▶ **Excerpted text**:

Then and Now

Three months ago I wrote the above blog, trying to keep up with the telling of our story as we awaited our adoption court date. That date has finally come, and gone. As of Monday, Sophia is officially our daughter!!

Over two years have passed since the moment I wrote about above, but I remember it like yesterday. The two years in between however, are a cluster of moments....some amazing, some extraordinary, some mundane, some sad, difficult or trying...but in those two years, I've seen a girl and her brothers grow from this....

5 months, 2, 3, 4

To this...

2, 4, 5, 7

It has been a spectacular journey for our girl, and for our family. She was diagnosed as 'failure to thrive' as a 2 month old when she was first removed from home and placed into another foster home. She was in that home for 3 months before being moved to ours, still with the same diagnosis for a second time in her five months of life. In only three weeks she had met the goals set for her by a developmental interventionist triggering a flood of, "You guys are amazing parents" type comments, not just from the therapist, but many in our lives who were seeing the changes.

▶ **Problem**: Please carry the adoption blog post forward, beginning right after its last sentence. The records that come next aren't needed here.

▶ **Data extract**:
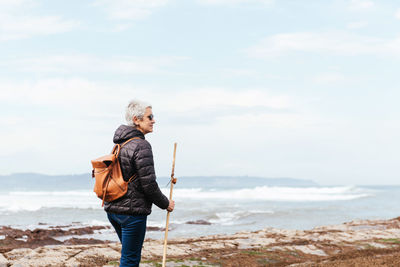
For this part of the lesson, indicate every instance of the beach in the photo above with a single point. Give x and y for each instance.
(355, 243)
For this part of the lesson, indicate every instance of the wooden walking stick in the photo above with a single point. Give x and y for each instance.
(173, 181)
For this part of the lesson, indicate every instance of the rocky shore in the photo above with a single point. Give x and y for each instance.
(357, 243)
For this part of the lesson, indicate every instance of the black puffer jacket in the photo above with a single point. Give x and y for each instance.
(136, 157)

▶ **Answer**:
Before anyone thinks I'm being awfully braggadocios, fear not! This is not a 'praise be to me' blog! We loved her. That is all. And even that came after God dramatically changed our hearts following a difficult first week (

After that, she was just one of us. The boys had already bonded and taken ownership of their new sister, leading the way for us, and giving her no slack. Sibling rules applied. They, no doubt in my mind, are who lead the charge in her development. They played, yelled, ran around, tugged on, tickled, encouraged, cheered, cuddled and loved this girl right out of her failing to thrive diagnosis.

To this day, they are her greatest fan club and loudest cheering section when she masters something new. They stand between her and strangers they feeling are talking to close to her and inform them, "That's not your Sophia!". They brag to everyone when she learns a new word. They let me know when she's hurt, needs help or has pooped. They share with her, they fuss when she takes a toy from them, they laugh when she's silly and hug her when she cries. She is their "best Sophia", and it fills my heart when they tell her so.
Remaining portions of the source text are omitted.